Give back the full set of entries that follows, exactly as written.

** Excerpts from a dataset **
»»
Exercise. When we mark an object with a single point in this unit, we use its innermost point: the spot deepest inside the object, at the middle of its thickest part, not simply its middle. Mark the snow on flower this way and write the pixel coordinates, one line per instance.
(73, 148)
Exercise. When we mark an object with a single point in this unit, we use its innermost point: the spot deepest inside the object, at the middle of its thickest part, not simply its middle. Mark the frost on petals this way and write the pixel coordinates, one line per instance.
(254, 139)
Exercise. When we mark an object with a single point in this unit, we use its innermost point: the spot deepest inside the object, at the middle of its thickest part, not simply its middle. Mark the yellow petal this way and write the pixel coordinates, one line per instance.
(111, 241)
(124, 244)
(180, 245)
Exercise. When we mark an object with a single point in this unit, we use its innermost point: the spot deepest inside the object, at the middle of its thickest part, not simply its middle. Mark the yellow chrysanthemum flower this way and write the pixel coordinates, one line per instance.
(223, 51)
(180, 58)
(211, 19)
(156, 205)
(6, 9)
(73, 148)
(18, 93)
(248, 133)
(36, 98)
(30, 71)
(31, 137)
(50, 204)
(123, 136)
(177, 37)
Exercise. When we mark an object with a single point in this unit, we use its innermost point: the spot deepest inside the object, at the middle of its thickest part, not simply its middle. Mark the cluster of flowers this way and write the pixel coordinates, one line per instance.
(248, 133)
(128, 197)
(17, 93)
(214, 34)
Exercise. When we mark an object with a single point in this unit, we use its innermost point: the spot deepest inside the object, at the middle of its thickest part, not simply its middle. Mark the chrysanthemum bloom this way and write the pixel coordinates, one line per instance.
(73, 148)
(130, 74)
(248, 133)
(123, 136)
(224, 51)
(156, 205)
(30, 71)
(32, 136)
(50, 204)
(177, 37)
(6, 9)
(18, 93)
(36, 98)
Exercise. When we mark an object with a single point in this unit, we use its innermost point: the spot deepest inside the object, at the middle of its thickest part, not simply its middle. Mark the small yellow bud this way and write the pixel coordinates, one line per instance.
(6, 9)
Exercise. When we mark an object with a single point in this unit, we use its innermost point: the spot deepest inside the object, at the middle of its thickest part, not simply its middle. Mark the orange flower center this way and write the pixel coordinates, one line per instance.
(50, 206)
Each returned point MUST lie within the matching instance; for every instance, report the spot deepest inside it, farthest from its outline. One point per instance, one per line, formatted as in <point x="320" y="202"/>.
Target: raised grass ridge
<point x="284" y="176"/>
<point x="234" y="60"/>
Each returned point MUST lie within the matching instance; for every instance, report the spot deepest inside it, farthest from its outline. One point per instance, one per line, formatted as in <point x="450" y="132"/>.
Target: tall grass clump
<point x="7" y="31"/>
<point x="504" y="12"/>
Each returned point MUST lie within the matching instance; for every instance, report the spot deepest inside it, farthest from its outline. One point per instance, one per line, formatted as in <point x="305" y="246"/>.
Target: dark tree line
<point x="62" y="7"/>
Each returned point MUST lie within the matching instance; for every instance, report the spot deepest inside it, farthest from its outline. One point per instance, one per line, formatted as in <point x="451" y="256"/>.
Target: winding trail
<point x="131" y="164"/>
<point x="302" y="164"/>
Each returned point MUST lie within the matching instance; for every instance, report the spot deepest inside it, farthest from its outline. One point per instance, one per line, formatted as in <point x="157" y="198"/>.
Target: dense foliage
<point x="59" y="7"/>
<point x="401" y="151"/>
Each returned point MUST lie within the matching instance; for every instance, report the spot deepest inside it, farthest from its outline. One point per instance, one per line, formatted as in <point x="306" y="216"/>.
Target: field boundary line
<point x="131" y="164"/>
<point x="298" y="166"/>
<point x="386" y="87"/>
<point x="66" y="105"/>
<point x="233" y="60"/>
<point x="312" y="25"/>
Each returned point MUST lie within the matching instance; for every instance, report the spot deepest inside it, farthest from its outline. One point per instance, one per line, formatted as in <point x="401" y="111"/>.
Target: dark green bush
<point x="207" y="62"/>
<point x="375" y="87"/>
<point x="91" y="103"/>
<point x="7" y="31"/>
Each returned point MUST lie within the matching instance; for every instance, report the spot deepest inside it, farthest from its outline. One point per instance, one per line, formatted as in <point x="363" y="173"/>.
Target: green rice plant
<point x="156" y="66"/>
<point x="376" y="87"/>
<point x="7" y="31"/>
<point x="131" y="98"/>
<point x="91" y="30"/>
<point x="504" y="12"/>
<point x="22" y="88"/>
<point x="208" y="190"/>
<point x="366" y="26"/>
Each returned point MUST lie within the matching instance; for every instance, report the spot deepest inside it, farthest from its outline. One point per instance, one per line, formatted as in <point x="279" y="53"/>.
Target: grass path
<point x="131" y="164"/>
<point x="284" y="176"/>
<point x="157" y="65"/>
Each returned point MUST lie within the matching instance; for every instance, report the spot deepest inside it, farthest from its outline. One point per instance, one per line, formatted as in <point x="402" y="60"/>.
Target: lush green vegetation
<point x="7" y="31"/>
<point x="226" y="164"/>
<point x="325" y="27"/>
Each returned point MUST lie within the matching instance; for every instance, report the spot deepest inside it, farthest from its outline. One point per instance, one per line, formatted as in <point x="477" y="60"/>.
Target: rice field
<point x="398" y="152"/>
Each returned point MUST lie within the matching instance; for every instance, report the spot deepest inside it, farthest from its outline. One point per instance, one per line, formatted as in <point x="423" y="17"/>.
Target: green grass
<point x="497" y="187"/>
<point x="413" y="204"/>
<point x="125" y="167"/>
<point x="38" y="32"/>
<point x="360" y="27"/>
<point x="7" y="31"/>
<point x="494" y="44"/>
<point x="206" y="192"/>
««
** RESULT OF THE TASK **
Exercise. When we mark an object with a single point in this unit, we use its innermost point: the spot deepest inside the object, at the middle of its thickest part, not simply its middle. Mark the snow on flower this way and write the pixel coordinates, one line per instance.
(73, 148)
Exercise. When we mark an object with a single point in this unit, we use its innermost point: the spot deepest inside the object, at the middle of its thickest part, not simply its middle. Mark the frost on petals this way and write the pixel coordinates, one line per instance.
(254, 139)
Exercise. When we mark an object with a single point in this unit, we use its innermost point: the spot deepest inside the object, at the middle of its thickest part, not simply its middle. Mark the yellow petal this way and write the pixel coordinates, one line per instance.
(111, 241)
(124, 244)
(180, 245)
Exercise. When we mark an object with a single point in this unit, we use its innermost point: the spot deepest inside the object, at the middle of its thickest part, not simply its middle. Mark the yellow chrysanthemum flower this way and write the pixel coordinates, one line per instance.
(223, 51)
(180, 58)
(211, 19)
(156, 205)
(6, 9)
(73, 148)
(18, 93)
(248, 133)
(36, 98)
(30, 71)
(31, 137)
(50, 204)
(123, 136)
(177, 37)
Exercise. When we mark an object with a single point in this unit, we use its innermost point: the spot deepest inside the object, at the middle of its thickest part, not simply its middle. Mark the cluster of flowers this way and write the pixel coordinates, one line per instance.
(248, 133)
(128, 197)
(17, 93)
(214, 34)
Exercise. When we mark an object with a single point in this unit, we use its innermost point: the spot deepest inside the object, at the middle of its thickest part, not simply its middle. Mark the chrysanthemum bloom this way and write the pixel coordinates, one line per instance.
(73, 148)
(130, 74)
(248, 133)
(123, 136)
(224, 51)
(156, 205)
(30, 71)
(32, 136)
(50, 204)
(177, 37)
(6, 9)
(18, 93)
(36, 98)
Exercise. When we mark an object with a single point in this unit, we use its innermost point: the spot deepest inside the object, at the middle of its thickest part, not simply its middle. Mark the small yellow bud this way and write the pixel coordinates, one line per instance.
(6, 9)
Exercise. When we mark an object with a single point in this unit, we use its innermost point: the spot deepest inside the object, at the middle of its thickest part, not simply its middle. Mark the orange flower center this way and write the pixel coordinates, one line per instance.
(50, 206)
Each returned point MUST lie within the matching instance; for every instance, report the spot deepest inside it, farthest from its outline. One point per instance, one per line, formatted as in <point x="320" y="202"/>.
Target: raised grass ridge
<point x="284" y="176"/>
<point x="234" y="60"/>
Each returned point MUST lie within the matching instance; for every instance, report the spot deepest inside it, farthest from its outline. One point per instance, one per line, formatted as in <point x="450" y="132"/>.
Target: tall grass clump
<point x="7" y="31"/>
<point x="504" y="12"/>
Each returned point MUST lie within the matching instance; for every instance, report the spot deepest inside it, farthest from its outline. One point per instance, one per line, formatted as in <point x="305" y="246"/>.
Target: dark tree line
<point x="62" y="7"/>
Each returned point MUST lie within the matching instance; for every instance, report the spot deepest inside it, farthest from its outline. One point per instance, one per line, formatted as in <point x="451" y="256"/>.
Target: winding trail
<point x="131" y="164"/>
<point x="302" y="164"/>
Each returned point MUST lie within the matching instance; for every instance, report the spot deepest inside it, farthest from its outline. One point per instance, one per line, formatted as in <point x="157" y="198"/>.
Target: dense foliage
<point x="59" y="7"/>
<point x="401" y="151"/>
Each returned point MUST lie within the matching instance; for every instance, report the spot deepest inside it, farthest from its outline. One point per instance, one per line, formatted as in <point x="306" y="216"/>.
Target: field boundary line
<point x="131" y="164"/>
<point x="298" y="166"/>
<point x="386" y="87"/>
<point x="66" y="105"/>
<point x="233" y="60"/>
<point x="312" y="25"/>
Each returned point MUST lie within the matching instance; for every instance, report the spot deepest inside it, farthest from its outline. One point per instance, one per line, formatted as in <point x="401" y="111"/>.
Target: dark green bush
<point x="207" y="62"/>
<point x="375" y="87"/>
<point x="91" y="103"/>
<point x="7" y="31"/>
Each returned point MUST lie within the matching instance; for every instance, report the spot deepest inside it, farthest from its outline. One point per instance, one per line, formatted as in <point x="363" y="173"/>.
Target: green rice plant
<point x="156" y="66"/>
<point x="376" y="87"/>
<point x="7" y="31"/>
<point x="131" y="98"/>
<point x="91" y="30"/>
<point x="504" y="12"/>
<point x="22" y="88"/>
<point x="208" y="190"/>
<point x="366" y="26"/>
Each returned point MUST lie within the matching instance; for every instance, report the spot deepest inside it, farthest from its outline. One point per instance, one per line, formatted as in <point x="279" y="53"/>.
Target: grass path
<point x="131" y="164"/>
<point x="284" y="176"/>
<point x="157" y="65"/>
Each returned point MUST lie within the matching instance; for every instance, report the spot deepest inside it, farthest from its outline. One point per instance, one per line, formatted as in <point x="402" y="60"/>.
Target: lush green vegetation
<point x="7" y="31"/>
<point x="226" y="164"/>
<point x="325" y="27"/>
Each returned point MUST lie within the matching instance; for every instance, report the spot deepest inside it, farthest from its outline. One point per instance, one per line, formatted as in <point x="477" y="60"/>.
Target: rice field
<point x="398" y="152"/>
Each returned point MUST lie within the matching instance; for every instance, report the spot deepest inside it, farthest from its outline. One point per instance, one per line, formatted as in <point x="423" y="17"/>.
Target: green grass
<point x="497" y="187"/>
<point x="413" y="204"/>
<point x="125" y="167"/>
<point x="38" y="32"/>
<point x="360" y="27"/>
<point x="7" y="31"/>
<point x="494" y="44"/>
<point x="206" y="192"/>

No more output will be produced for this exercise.